Texto de leitura –
= = = = =
Requalifica o ser humano, porque contribui para aumentar sua autoestima
e integração social, na medida em que desenvolve sua capacidade de ser
solidário, de respeito, escuta e abertura aos outros. Nesse encontro com o
outro há um movimento duplo, no qual a pessoa, no espaço do “aqui-e-agora” do
jogo, aprende ou reaprende também a descobrir e a ocupar seu próprio espaço no
grupo.
Pela sua natureza intrínseca, a criação artística é uma
aprendizagem que acontece no contexto de experiências que se vive. Vivendo essa
experiência, o aluno pode compreender, com a integralidade do seu ser, o que é
deixar de “existir passivamente” e se tornar “ator”, atuar, dizer, interferir,
modificar, criar.
No caso do Teatro/Dramatização, o ato teatral, implicando a totalidade da pessoa do ator, é metaforicamente uma
“discussão-reflexão-ação” sobre a vida, que se passa no espaço concreto e na
dimensão simbólica do palco. Por isso, depois de uma representação, do ato
simulado de manifestar o outro, o duplo, o alhures no presente e na realidade
do palco, quando o indivíduo, que se torna “individuo-ator”, volta à vida
quotidiana não é mais totalmente o mesmo, podendo assim, enriquecido pela sua
criação e pela interação no grupo de teatro, melhor situar-se na vida em todos
os seus setores, sobretudo na sua condição de ser cognoscente. No processo de criação teatral, a pessoa
recria-se a si mesma, pois no movimento das passagens “pessoa-ator-personagem” trabalha suas dificuldades, dúvidas e anseios através das vivências do
personagem.
A criação, leitura, dramatização
de Contos, enquanto área afim ao Teatro e, igualmente,
recurso mediador de aprendizagem, têm o poder de incitar a imaginação a viver
os tempos fabulosos de ficções que narram as aventuras humildes e maravilhosas
de homens de todos os lugares e de todos os tempos, que procuraram, em cenas
imaginárias, através de seus mitos individuais e coletivos, inventar realidades
para melhor enfrentá-las.
A Poesia, por sua vez, a linguagem pictórica verbal, comum a todos os homens, possui o poder de
guardar “as palavras da tribo”, que ressurgem através da sensibilidade.
Palavras que guardam, como nos contos, o maravilhoso, narrações da vida, que os
ajudam a viver e reviver a infância, para
ganhar energias e assim continuar a sonhar seus atos e serem capazes de
realizá-los.
= = = = =
Instrução dada 1 – No texto sobre teatro, contos e poesia na aprendizagem, o que a Poesia tem o poder de guardar?
Instrução dada 2 – Estenda o texto sobre teatro, contos e poesia na aprendizagem, começando logo após a última frase apresentada.

Linhas de dados:
= = = = =
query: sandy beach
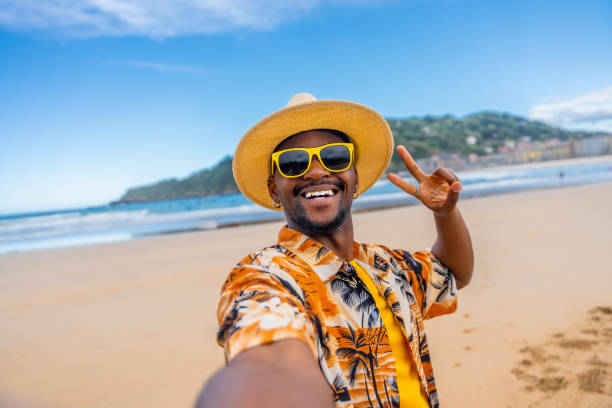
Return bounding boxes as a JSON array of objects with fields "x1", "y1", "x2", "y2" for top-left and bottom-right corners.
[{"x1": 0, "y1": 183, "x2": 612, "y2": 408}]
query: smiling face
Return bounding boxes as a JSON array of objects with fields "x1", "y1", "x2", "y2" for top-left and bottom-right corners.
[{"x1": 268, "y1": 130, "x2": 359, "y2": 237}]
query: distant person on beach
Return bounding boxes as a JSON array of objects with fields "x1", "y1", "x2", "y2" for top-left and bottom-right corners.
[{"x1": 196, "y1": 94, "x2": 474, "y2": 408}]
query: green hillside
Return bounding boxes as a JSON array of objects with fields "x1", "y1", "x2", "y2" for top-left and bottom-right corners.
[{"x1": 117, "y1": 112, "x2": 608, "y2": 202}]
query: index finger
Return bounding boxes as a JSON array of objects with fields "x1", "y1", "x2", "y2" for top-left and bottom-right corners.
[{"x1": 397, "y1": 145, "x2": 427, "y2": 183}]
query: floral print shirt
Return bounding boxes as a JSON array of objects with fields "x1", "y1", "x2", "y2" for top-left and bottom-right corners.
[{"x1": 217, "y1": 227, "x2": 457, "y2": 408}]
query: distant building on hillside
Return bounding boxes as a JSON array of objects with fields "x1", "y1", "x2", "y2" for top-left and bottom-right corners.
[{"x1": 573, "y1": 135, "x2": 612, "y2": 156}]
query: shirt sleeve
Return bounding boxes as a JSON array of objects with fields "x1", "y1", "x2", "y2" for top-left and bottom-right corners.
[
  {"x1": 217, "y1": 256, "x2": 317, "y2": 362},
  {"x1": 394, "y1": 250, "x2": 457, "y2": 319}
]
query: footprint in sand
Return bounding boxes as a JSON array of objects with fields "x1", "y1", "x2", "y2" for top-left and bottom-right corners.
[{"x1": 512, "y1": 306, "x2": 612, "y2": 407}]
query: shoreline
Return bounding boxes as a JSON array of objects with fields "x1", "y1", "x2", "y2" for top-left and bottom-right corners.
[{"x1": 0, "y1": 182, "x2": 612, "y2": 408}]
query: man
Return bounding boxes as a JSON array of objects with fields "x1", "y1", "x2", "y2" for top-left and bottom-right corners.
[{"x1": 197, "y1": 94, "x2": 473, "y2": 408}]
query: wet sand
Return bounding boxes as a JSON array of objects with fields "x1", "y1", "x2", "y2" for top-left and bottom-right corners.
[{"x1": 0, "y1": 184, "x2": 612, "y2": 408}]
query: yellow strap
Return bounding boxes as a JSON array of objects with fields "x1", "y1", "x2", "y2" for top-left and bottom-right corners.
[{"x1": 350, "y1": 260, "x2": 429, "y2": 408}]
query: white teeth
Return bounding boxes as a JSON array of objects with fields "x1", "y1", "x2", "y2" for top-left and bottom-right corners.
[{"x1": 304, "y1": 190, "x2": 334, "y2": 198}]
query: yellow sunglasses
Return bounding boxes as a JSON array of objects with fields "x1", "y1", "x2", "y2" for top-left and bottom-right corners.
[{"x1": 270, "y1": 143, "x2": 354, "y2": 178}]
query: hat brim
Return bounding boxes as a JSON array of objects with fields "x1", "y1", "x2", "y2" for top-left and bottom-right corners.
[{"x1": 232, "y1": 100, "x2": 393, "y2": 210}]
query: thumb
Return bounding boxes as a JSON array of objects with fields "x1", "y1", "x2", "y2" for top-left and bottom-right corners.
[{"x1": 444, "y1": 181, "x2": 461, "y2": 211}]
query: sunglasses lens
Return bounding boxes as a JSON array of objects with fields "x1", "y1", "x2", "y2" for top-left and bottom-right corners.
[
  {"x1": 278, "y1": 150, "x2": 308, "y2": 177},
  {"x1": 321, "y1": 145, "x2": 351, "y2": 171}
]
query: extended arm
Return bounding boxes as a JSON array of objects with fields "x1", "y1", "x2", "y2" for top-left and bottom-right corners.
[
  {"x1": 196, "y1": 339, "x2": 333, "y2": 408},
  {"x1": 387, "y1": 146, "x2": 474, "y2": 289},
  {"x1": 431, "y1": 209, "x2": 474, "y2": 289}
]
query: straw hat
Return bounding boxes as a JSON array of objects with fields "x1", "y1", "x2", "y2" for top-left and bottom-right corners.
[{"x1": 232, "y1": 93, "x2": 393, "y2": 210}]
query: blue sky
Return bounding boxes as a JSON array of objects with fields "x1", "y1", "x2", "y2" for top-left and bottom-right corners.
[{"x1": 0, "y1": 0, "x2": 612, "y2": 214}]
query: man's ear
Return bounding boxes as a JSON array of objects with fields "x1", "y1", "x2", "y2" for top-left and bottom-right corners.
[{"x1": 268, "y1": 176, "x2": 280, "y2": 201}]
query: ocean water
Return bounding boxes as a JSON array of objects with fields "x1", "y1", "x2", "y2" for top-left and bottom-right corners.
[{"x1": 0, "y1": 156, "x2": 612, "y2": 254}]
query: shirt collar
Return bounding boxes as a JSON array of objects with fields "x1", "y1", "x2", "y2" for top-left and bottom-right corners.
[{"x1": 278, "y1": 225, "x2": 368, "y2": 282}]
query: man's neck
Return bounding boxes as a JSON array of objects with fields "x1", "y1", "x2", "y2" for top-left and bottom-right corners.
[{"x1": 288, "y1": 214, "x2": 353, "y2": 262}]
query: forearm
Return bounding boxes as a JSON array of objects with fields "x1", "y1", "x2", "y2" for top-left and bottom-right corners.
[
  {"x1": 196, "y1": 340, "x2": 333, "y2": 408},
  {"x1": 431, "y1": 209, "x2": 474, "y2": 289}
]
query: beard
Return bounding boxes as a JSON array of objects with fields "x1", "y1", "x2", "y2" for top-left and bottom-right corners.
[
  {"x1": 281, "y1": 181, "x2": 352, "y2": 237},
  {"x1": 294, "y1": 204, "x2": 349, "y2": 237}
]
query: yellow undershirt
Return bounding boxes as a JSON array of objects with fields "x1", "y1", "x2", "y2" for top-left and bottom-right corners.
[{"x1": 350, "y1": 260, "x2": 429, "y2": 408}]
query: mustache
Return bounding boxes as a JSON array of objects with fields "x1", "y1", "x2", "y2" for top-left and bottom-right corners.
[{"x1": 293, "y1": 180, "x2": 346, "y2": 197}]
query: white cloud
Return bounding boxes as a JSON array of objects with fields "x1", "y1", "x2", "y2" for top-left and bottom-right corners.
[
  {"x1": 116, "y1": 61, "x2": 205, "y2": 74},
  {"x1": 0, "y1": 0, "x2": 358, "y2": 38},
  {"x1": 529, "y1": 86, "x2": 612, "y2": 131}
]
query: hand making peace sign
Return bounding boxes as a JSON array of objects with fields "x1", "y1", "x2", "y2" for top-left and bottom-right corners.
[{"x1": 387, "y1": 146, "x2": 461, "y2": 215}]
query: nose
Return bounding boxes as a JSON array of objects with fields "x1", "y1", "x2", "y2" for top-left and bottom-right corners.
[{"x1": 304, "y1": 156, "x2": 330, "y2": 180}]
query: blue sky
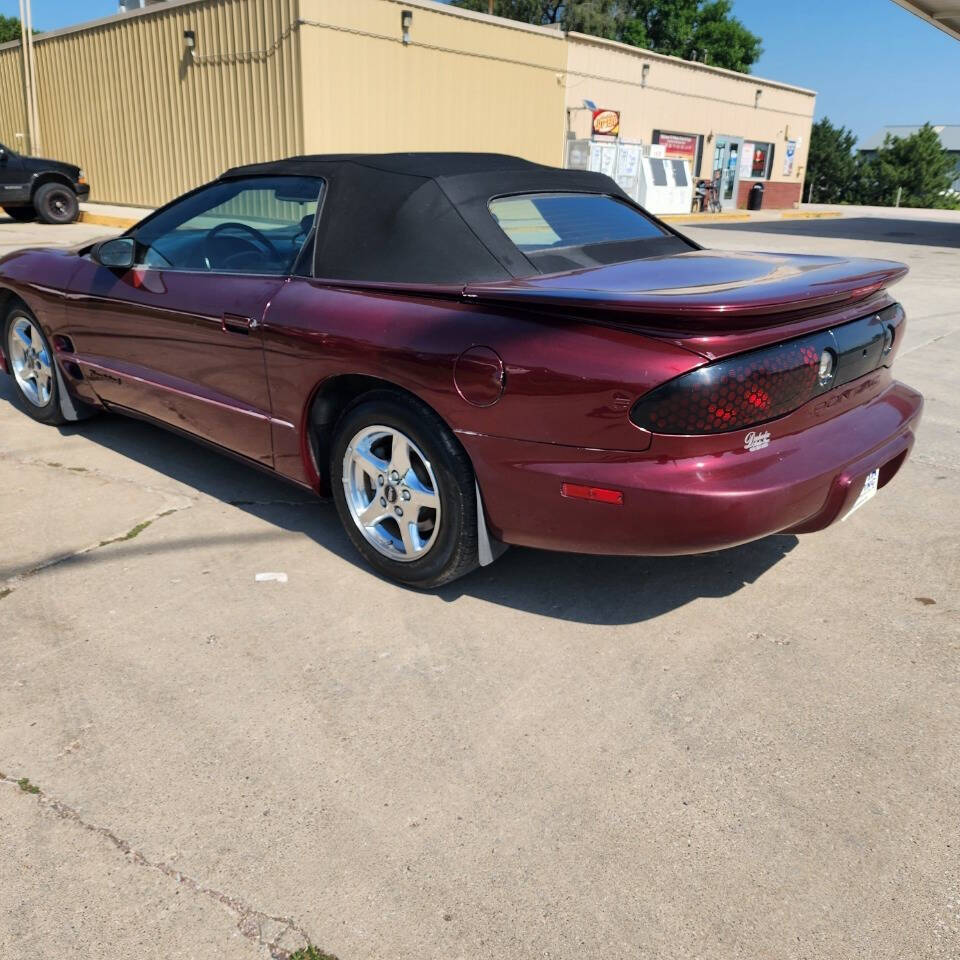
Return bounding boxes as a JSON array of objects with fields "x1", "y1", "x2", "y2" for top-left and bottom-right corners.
= = = = =
Resposta 1 – A Poesia tem o poder de guardar "as palavras da tribo", que ressurgem através da sensibilidade.

Resposta 2 –
Ouvir, ler contos e
inventar estórias, é utilizar as palavras para criar um personagem,
constituindo pouco a pouco sua ossatura e sua carne. Num primeiro momento, o
personagem só existe na linguagem, que deve ser suficientemente forte para
dar-lhe vida e, eventualmente, existência própria. Além de propiciar uma
aprendizagem vivenciada e intensiva das estruturas da língua materna do
sujeito, inventar e escrever uma estória, constituindo assim um espaço e vida para
os personagens, é um trabalho psicológico de dar forma criativa a si mesmo, mas
no artifício de uma descrição exterior.
Como mediações no Atendimento Educacional Especializado-AEE em
particular e na Educação em geral, o Teatro, o Conto, a Poesia, a Música e a
Dança são, basicamente, instrumentos de criação de um “espaço do possível” - o
espaço do Jogo. Implica globalmente o
aluno, seu corpo (tão esquecido no universo escolar !) e seu espírito, em uma
aprendizagem do vir-a-ser, um aprender de si, do outro, das coisas da vida. Um
aprender vivendo, indireto, sem ser confrontado às suas dificuldades, mas
através do jogo, na magia da ficção, que fala da pessoa para a própria pessoa,
sem nomeá-la, sem desvelar e, portanto, sem mobilizar máscaras e defesas.
Todos estes diferentes “palcos” de criação artística coexistem num
“outro palco”, “o espaço transicional”, espaço psíquico onde interagem, como
personagens, as vivências interiores e exteriores do sujeito, abrindo as portas
para o imaginário e para a simbolização. Função através da qual ele dá
significado às suas experiências, o que favorece o desabrochar da criatividade
e possibilita intervenções mais criativas no
mundo.
O trabalho educacional com mediação da Arte estimula a criatividade, contribuindo de modo indireto, porquê através
da criação artística, para que o aluno
supere os obstáculos que entravam o pleno uso e brilho de sua inteligência e
bem-estar no mundo.
ARTE E
ENTRE-LUGARES
“Eu gostaria de traçar formas
ou estabelecer situações que estejam como que abertas ...
Meu trabalho tem muito a
ver com um tipo de fluidez, um movimento de vai e vem sem aspirar a nenhum modo
especifico ou essencial de ser.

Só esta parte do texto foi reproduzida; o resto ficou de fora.